** begin GIVEN ENTRIES **
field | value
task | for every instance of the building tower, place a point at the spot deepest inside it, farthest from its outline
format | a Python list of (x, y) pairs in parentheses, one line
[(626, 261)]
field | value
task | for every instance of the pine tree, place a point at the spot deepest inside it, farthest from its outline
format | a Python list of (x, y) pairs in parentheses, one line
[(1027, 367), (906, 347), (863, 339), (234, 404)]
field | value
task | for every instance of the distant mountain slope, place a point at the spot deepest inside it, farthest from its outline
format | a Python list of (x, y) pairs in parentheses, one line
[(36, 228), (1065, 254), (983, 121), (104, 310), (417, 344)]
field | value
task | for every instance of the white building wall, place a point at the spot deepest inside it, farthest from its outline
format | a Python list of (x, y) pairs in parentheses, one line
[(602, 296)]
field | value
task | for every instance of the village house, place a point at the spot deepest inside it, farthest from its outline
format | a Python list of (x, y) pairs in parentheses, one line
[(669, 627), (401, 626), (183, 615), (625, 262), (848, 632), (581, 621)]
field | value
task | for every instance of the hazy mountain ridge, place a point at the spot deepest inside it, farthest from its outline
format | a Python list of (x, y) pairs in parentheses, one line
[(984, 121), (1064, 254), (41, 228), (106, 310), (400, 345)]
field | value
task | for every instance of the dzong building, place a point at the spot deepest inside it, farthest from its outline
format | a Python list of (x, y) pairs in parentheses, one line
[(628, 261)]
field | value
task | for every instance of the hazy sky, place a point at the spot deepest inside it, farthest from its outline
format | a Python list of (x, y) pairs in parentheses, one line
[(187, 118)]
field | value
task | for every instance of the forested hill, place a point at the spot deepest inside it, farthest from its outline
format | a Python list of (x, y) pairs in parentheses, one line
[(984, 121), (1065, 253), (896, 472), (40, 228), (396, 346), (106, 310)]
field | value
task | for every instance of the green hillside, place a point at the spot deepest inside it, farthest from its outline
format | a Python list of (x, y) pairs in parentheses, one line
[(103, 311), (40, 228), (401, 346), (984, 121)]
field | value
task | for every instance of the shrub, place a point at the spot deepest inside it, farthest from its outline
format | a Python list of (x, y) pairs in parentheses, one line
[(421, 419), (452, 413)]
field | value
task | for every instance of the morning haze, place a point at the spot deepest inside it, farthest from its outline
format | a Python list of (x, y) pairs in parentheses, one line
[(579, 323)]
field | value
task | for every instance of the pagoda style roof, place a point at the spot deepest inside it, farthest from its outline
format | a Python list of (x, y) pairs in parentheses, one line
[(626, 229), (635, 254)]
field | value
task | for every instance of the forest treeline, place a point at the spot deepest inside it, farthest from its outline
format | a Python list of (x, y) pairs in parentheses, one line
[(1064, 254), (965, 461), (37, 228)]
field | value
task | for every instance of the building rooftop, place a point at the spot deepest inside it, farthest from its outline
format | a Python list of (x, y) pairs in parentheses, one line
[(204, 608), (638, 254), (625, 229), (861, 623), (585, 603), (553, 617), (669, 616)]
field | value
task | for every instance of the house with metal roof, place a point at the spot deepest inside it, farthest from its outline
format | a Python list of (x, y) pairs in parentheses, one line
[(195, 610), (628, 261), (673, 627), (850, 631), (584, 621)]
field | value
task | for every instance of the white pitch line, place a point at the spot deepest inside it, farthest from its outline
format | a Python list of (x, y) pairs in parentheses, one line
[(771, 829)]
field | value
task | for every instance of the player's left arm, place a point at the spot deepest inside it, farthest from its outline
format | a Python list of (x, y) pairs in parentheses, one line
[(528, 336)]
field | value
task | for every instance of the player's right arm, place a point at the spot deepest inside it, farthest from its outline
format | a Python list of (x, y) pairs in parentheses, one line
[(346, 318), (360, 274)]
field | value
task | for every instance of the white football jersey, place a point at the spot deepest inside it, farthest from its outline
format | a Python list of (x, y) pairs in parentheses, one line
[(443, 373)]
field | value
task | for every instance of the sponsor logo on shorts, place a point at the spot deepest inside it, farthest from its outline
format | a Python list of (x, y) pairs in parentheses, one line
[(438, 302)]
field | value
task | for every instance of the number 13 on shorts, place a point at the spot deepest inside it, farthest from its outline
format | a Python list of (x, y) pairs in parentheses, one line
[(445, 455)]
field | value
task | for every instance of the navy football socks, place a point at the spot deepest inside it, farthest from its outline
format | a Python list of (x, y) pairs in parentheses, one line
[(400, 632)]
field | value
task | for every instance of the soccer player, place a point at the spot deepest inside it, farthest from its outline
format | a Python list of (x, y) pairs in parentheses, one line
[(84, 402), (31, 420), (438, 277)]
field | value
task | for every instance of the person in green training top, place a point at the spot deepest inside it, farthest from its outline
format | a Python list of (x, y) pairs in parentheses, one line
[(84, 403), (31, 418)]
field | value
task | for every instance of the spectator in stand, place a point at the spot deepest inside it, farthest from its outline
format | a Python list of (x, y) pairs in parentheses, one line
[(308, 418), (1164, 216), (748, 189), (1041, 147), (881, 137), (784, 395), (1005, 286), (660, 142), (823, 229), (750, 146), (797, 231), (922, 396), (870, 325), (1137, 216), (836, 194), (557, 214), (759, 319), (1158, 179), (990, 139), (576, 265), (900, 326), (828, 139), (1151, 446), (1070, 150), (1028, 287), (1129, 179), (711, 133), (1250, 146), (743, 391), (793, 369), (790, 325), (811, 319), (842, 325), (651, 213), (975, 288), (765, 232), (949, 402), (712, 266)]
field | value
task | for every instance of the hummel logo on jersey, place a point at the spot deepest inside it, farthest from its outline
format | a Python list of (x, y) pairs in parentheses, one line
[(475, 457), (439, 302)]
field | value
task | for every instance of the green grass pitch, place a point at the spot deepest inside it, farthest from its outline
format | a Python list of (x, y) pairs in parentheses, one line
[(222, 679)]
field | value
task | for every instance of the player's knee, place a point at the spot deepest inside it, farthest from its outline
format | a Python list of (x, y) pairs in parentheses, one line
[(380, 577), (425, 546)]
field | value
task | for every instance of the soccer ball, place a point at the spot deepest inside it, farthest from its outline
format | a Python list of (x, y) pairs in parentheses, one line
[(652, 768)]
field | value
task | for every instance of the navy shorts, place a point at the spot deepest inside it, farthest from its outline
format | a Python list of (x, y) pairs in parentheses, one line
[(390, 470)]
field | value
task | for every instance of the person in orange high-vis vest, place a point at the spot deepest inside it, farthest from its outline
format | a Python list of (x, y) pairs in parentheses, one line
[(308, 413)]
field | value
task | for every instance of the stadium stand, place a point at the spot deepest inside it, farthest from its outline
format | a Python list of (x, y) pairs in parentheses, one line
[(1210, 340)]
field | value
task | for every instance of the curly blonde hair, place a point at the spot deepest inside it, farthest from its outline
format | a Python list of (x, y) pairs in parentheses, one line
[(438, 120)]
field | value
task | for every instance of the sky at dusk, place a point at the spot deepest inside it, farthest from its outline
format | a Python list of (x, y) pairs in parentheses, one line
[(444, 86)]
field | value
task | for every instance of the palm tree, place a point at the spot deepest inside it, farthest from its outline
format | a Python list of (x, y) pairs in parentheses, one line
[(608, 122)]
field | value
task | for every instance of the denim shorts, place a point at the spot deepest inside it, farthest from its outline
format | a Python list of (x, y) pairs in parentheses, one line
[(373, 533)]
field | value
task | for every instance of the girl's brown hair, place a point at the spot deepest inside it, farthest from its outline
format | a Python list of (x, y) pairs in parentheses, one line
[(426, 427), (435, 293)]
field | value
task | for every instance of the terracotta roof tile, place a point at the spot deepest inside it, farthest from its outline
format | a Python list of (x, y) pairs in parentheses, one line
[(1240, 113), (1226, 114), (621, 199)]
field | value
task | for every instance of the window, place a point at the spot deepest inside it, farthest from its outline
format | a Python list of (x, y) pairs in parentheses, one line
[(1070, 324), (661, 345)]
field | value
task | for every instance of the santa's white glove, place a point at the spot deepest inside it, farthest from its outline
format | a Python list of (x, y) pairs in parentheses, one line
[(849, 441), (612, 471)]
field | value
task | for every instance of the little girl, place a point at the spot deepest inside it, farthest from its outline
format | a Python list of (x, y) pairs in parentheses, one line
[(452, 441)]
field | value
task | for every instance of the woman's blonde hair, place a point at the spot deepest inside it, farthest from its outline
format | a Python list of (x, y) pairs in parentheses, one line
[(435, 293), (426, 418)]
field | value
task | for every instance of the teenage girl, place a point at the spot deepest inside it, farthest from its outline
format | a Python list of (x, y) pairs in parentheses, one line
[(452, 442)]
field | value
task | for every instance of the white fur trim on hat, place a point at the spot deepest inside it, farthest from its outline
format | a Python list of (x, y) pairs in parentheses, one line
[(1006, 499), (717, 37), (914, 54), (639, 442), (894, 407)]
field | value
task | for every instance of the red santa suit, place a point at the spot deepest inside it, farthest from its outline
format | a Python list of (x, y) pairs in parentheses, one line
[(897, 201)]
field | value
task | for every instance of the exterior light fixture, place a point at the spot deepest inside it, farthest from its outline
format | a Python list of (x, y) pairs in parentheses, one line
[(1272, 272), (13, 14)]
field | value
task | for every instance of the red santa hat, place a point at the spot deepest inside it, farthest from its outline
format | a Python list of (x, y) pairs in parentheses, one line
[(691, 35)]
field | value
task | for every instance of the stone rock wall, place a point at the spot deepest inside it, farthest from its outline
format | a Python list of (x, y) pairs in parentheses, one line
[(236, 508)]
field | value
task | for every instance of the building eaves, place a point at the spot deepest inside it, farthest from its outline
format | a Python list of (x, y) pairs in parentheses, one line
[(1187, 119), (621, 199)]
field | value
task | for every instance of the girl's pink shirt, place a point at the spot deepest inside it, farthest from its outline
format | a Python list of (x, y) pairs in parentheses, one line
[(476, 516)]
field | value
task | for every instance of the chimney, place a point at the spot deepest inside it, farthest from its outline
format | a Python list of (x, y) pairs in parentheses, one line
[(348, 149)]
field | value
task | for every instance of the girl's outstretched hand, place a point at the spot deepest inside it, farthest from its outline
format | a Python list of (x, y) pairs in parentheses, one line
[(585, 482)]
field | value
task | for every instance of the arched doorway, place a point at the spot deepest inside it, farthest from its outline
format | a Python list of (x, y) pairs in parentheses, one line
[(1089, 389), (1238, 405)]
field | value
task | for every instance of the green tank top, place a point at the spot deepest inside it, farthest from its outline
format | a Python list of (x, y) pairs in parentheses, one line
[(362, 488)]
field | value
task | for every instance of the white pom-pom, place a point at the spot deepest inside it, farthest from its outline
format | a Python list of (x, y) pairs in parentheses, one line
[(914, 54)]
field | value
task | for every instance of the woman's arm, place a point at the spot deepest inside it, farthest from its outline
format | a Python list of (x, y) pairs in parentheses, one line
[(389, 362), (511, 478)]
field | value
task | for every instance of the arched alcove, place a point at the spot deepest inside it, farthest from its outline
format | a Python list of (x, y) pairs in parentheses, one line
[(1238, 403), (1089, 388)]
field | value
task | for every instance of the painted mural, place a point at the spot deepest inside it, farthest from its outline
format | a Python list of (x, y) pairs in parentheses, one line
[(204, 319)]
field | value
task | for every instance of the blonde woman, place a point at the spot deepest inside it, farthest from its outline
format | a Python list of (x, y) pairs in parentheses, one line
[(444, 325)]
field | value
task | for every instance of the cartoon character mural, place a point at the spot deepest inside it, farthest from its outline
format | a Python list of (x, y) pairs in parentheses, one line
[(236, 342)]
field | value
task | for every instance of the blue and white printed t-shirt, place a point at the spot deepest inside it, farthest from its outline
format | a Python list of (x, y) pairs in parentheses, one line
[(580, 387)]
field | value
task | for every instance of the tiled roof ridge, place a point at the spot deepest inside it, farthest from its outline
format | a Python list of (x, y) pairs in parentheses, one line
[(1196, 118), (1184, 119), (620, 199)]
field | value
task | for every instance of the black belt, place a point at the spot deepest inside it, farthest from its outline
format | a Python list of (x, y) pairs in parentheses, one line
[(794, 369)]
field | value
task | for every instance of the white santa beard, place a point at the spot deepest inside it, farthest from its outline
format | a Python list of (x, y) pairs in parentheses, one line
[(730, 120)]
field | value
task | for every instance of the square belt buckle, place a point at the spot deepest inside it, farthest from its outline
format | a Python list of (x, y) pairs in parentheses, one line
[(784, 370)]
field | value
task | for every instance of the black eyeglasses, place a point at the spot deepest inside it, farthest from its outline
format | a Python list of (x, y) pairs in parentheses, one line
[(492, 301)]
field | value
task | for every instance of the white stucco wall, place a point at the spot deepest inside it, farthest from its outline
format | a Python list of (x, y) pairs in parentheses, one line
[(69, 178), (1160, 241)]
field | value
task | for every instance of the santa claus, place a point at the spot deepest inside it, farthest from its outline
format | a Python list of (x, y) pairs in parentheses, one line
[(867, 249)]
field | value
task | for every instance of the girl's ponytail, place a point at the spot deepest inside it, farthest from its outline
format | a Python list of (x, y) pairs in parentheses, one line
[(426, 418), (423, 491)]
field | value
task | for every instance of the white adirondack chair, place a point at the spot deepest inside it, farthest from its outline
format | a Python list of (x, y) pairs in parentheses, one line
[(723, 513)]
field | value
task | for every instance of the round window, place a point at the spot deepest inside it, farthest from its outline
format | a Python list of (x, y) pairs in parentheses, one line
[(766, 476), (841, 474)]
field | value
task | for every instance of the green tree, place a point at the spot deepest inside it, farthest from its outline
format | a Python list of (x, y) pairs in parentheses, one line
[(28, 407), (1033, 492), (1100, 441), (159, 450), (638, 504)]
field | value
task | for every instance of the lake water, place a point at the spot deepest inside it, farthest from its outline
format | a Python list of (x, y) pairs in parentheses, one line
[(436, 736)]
** end GIVEN ENTRIES **
PROBLEM DESCRIPTION
Put the listing, from its start through the line containing "[(626, 261)]", into a two-column CSV with the headers input and output. Give one row per text-and-answer pair, with each value in its own quoted field and line breaks replaced by spaces.

RESPONSE
input,output
"field | value task | for every instance of the building tower, place a point at the spot deepest inside it, farthest from its outline format | a Python list of (x, y) pairs in parentheses, one line","[(626, 261)]"